- [Work to complete]
Can you echo the rows below word for word, starting at the line that contains "carrying helmet for player-tracking calibration." and stopping after the line that contains "xmin=314 ymin=215 xmax=350 ymax=225", with both of those lines included?
····················
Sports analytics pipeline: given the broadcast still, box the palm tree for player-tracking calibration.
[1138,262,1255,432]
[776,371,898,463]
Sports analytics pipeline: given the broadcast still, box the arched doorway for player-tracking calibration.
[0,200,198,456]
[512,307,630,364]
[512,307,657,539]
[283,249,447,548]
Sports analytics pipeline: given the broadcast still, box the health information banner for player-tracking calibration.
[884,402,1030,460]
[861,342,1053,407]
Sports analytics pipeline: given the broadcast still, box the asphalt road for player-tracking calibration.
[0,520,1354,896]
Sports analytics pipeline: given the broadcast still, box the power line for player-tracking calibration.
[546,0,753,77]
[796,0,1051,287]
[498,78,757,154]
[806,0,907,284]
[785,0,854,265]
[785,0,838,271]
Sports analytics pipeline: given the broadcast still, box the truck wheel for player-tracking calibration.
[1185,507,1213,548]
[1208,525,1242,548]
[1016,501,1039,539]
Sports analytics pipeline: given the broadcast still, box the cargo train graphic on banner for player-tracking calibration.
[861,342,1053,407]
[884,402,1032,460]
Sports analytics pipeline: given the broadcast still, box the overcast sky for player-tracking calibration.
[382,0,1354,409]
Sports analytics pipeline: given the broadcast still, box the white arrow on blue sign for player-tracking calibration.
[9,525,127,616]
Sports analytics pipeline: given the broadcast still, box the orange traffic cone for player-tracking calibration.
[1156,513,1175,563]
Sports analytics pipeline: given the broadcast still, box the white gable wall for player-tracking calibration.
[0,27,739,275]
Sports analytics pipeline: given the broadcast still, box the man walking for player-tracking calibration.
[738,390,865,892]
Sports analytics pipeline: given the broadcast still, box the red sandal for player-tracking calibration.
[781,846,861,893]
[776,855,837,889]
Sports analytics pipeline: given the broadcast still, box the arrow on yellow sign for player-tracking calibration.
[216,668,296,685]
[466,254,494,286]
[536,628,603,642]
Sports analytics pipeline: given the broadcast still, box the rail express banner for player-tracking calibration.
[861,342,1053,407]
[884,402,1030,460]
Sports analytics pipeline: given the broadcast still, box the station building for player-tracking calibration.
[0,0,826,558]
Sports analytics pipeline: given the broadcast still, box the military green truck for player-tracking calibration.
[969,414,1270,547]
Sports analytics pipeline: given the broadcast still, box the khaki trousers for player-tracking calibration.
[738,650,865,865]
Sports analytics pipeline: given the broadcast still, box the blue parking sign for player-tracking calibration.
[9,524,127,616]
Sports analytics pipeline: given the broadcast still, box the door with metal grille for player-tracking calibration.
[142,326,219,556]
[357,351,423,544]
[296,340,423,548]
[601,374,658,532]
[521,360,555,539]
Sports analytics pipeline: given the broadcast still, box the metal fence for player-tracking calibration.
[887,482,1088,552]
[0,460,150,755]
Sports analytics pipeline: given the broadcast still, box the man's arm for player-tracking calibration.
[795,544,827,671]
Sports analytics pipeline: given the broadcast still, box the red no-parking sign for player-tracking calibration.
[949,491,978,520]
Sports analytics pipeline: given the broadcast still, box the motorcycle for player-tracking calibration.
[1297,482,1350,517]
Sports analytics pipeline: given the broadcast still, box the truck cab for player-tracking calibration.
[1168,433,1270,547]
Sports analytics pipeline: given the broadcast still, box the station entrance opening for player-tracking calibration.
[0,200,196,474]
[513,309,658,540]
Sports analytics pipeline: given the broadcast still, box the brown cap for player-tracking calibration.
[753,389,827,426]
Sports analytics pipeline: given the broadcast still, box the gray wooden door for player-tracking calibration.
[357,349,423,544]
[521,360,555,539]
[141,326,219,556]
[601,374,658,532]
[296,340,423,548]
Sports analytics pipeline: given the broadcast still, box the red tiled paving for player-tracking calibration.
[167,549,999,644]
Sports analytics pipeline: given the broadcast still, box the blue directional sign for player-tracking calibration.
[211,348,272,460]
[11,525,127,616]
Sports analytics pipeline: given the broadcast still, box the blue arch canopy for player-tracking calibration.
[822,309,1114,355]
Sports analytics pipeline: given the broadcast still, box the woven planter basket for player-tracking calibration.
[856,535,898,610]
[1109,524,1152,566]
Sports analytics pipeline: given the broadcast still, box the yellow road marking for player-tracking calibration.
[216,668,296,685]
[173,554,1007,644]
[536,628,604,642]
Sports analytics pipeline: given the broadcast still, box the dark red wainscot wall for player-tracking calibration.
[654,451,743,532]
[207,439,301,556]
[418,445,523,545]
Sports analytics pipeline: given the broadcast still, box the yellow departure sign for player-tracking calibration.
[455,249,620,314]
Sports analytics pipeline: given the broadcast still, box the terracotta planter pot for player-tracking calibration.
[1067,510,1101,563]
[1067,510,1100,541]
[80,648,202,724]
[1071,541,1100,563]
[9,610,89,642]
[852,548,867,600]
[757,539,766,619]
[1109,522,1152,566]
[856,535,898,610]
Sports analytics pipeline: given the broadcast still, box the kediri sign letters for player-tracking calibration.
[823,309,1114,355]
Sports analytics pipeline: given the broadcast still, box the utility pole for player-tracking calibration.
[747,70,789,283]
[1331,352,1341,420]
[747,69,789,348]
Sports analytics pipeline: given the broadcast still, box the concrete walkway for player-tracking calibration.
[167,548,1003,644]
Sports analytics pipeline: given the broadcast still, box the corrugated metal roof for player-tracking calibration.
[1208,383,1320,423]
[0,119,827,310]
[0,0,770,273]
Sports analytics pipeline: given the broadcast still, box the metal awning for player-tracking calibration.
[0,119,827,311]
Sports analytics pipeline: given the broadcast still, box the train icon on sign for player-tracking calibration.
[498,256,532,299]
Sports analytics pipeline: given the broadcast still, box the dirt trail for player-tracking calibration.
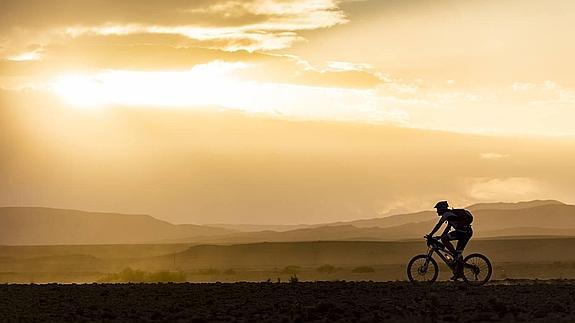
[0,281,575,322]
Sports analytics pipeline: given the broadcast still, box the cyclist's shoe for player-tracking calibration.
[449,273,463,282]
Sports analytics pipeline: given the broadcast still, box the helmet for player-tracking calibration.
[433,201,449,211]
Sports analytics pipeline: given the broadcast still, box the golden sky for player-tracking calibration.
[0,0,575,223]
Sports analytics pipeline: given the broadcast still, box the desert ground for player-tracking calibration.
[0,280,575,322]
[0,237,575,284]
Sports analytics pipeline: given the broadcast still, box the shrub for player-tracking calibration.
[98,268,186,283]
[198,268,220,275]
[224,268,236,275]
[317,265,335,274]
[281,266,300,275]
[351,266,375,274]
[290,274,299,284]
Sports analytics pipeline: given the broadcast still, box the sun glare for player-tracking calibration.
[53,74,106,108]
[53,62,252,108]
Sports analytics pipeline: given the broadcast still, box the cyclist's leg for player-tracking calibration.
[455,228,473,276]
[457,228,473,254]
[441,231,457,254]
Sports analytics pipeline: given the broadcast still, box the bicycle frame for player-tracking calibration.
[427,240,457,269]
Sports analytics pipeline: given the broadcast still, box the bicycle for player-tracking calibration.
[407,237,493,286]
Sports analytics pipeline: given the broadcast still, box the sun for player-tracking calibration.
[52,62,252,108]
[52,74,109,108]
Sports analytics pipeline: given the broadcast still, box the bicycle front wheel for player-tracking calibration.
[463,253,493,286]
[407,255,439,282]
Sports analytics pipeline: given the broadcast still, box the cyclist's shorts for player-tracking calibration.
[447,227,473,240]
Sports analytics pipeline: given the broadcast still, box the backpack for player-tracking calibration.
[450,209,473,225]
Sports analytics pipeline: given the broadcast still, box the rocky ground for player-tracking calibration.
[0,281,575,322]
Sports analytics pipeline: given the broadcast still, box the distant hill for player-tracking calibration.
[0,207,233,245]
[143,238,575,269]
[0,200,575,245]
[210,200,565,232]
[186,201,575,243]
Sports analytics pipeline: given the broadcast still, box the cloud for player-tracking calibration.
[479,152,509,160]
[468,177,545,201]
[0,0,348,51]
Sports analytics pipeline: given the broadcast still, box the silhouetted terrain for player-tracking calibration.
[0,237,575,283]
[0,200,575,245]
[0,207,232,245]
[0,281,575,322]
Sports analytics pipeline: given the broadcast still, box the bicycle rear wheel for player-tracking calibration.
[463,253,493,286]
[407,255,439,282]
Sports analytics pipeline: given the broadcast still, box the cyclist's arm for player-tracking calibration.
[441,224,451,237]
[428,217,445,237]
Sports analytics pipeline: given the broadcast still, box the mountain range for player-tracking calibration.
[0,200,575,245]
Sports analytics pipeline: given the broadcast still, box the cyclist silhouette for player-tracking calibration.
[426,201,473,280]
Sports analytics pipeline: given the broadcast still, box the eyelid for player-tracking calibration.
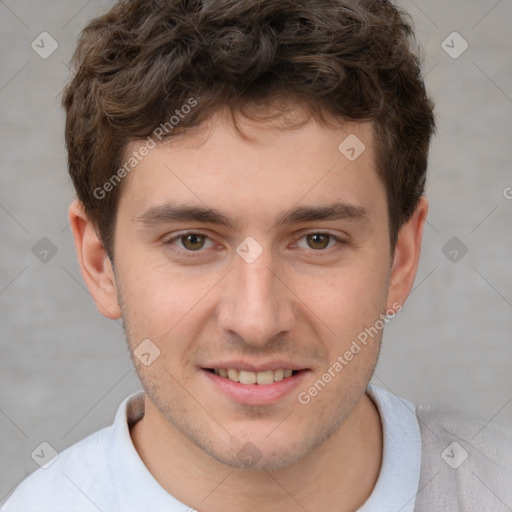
····················
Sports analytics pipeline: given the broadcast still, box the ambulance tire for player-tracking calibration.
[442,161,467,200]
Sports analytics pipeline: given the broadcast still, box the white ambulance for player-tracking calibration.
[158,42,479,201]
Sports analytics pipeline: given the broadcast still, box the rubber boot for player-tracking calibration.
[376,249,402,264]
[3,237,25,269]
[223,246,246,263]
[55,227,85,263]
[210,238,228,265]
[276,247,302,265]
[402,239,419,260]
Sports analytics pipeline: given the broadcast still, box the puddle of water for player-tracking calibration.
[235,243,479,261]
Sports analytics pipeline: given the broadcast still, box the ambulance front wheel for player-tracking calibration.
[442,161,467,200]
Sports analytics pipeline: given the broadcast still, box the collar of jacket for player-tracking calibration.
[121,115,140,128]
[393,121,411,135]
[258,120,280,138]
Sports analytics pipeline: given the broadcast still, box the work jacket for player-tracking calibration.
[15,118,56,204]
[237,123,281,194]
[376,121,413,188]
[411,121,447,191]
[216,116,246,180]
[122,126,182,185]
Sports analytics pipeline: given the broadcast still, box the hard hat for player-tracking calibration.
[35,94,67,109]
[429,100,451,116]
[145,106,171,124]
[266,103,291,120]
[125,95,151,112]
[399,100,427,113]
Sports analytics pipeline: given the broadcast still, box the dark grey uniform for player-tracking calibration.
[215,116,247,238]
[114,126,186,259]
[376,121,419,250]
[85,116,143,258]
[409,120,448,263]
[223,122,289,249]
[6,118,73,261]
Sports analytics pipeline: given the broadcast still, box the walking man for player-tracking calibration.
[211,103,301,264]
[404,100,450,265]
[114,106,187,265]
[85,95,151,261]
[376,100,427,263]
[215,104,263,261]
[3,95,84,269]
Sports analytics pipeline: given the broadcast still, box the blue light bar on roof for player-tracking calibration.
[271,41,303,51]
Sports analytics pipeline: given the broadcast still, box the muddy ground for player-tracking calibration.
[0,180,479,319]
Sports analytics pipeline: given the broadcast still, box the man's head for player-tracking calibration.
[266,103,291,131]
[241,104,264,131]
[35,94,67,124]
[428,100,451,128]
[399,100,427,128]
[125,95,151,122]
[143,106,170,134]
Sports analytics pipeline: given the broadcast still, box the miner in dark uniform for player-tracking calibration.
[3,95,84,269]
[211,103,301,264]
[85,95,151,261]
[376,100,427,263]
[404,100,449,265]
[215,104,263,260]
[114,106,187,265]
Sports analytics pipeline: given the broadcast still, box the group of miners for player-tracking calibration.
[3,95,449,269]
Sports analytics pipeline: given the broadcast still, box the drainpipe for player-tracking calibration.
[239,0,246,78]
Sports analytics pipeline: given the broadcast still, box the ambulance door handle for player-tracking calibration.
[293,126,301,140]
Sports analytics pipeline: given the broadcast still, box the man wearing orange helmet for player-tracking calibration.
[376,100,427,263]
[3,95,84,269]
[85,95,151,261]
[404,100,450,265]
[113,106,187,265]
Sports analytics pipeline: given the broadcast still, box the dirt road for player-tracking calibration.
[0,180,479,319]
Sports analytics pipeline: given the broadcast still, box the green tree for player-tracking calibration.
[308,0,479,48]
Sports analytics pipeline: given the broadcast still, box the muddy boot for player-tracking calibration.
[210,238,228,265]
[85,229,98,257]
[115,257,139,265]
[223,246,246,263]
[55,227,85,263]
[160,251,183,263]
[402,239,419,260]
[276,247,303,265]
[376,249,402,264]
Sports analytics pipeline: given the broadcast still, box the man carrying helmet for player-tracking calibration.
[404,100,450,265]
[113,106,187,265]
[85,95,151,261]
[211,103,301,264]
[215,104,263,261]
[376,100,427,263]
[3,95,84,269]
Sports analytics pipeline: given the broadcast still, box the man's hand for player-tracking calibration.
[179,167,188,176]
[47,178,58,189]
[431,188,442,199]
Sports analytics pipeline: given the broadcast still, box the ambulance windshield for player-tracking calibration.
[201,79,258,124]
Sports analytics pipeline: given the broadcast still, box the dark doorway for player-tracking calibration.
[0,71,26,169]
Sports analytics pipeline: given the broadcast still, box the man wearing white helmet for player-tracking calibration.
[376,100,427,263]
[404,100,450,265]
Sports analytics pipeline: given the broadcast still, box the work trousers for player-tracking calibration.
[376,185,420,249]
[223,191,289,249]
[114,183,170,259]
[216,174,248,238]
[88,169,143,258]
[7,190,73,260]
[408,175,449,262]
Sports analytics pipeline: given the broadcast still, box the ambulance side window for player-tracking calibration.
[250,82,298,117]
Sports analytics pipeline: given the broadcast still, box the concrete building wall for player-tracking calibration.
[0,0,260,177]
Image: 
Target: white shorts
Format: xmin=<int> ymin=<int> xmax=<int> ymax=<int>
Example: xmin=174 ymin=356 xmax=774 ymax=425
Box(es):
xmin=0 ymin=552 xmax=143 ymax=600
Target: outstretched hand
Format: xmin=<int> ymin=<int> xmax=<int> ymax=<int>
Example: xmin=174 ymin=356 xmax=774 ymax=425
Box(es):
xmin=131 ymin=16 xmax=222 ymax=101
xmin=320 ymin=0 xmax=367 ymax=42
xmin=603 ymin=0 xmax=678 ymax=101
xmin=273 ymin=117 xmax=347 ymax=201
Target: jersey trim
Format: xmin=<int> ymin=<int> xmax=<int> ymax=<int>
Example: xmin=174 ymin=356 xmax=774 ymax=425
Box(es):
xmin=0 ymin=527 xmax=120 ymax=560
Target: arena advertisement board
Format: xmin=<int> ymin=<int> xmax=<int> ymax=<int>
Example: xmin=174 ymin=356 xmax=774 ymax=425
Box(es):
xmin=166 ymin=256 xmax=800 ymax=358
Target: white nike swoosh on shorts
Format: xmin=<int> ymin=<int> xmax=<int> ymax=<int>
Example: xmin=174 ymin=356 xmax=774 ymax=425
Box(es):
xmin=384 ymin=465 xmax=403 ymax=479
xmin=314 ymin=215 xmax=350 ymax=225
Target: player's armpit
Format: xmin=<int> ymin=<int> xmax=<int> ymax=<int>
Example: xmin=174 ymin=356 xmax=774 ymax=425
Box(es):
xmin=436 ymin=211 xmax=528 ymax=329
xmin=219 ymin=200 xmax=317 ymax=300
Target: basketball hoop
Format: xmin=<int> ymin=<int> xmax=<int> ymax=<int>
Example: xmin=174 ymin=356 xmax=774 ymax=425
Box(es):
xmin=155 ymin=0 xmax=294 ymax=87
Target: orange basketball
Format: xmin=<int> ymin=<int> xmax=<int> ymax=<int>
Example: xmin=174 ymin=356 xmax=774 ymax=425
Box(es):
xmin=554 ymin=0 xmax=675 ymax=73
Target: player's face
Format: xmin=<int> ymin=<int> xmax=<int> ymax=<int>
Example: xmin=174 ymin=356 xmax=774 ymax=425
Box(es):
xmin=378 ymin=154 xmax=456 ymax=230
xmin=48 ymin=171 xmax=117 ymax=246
····················
- [Problem solution]
Sports analytics pipeline: given the broadcast still, box the man carrying helmet for player-tracking calibration.
[404,100,450,265]
[113,106,187,265]
[85,95,151,261]
[211,103,301,264]
[215,104,263,261]
[376,100,427,263]
[3,95,84,269]
Sports analytics pipeline: given the broadcast still, box the man's hand for player-tracking calibration.
[179,167,188,176]
[47,178,58,189]
[431,188,442,199]
Sports analytics pipeline: given the broadcast still, box the ambulance windshield for player-tracking calibration.
[201,79,258,124]
Sports analytics pipeline: given the broadcast still, box the dark doorway for player-tracking calibration.
[0,71,26,169]
Sports analytics pipeline: given the broadcast still, box the man wearing white helmet for player-tracking calibration.
[376,100,427,263]
[404,100,450,265]
Sports analytics pipeline: given the broadcast still, box the work trousers for player-tracking calibration.
[376,185,420,249]
[223,191,289,249]
[114,183,170,259]
[216,174,248,238]
[88,169,143,258]
[7,190,73,260]
[408,175,449,262]
Sports analytics pipeline: given the broadcast still, box the ambulance side window for player-tracking calibration.
[250,82,298,117]
Sports analytics pipeline: given the broadcast still, box the concrete building wall for player-tracking calibration.
[0,0,260,177]
Image: 
Target: white shorts
Format: xmin=<int> ymin=<int> xmax=<int> ymax=<int>
Example: xmin=174 ymin=356 xmax=774 ymax=425
Box(es):
xmin=0 ymin=552 xmax=143 ymax=600
Target: outstretched hand
Format: xmin=<int> ymin=<int> xmax=<int> ymax=<int>
Example: xmin=174 ymin=356 xmax=774 ymax=425
Box(es):
xmin=131 ymin=16 xmax=222 ymax=101
xmin=320 ymin=0 xmax=367 ymax=42
xmin=603 ymin=0 xmax=678 ymax=101
xmin=273 ymin=117 xmax=347 ymax=201
Target: jersey trim
Format: xmin=<int> ymin=<int> xmax=<int> ymax=<int>
Example: xmin=174 ymin=356 xmax=774 ymax=425
Box(es):
xmin=0 ymin=527 xmax=120 ymax=560
Target: arena advertisement board
Format: xmin=<int> ymin=<int> xmax=<int> ymax=<int>
Example: xmin=174 ymin=356 xmax=774 ymax=425
Box(es):
xmin=166 ymin=256 xmax=800 ymax=358
Target: white nike swoosh on shorts
Format: xmin=<int> ymin=<int> xmax=<int> ymax=<int>
Example: xmin=174 ymin=356 xmax=774 ymax=425
Box(es):
xmin=384 ymin=465 xmax=403 ymax=479
xmin=314 ymin=215 xmax=350 ymax=225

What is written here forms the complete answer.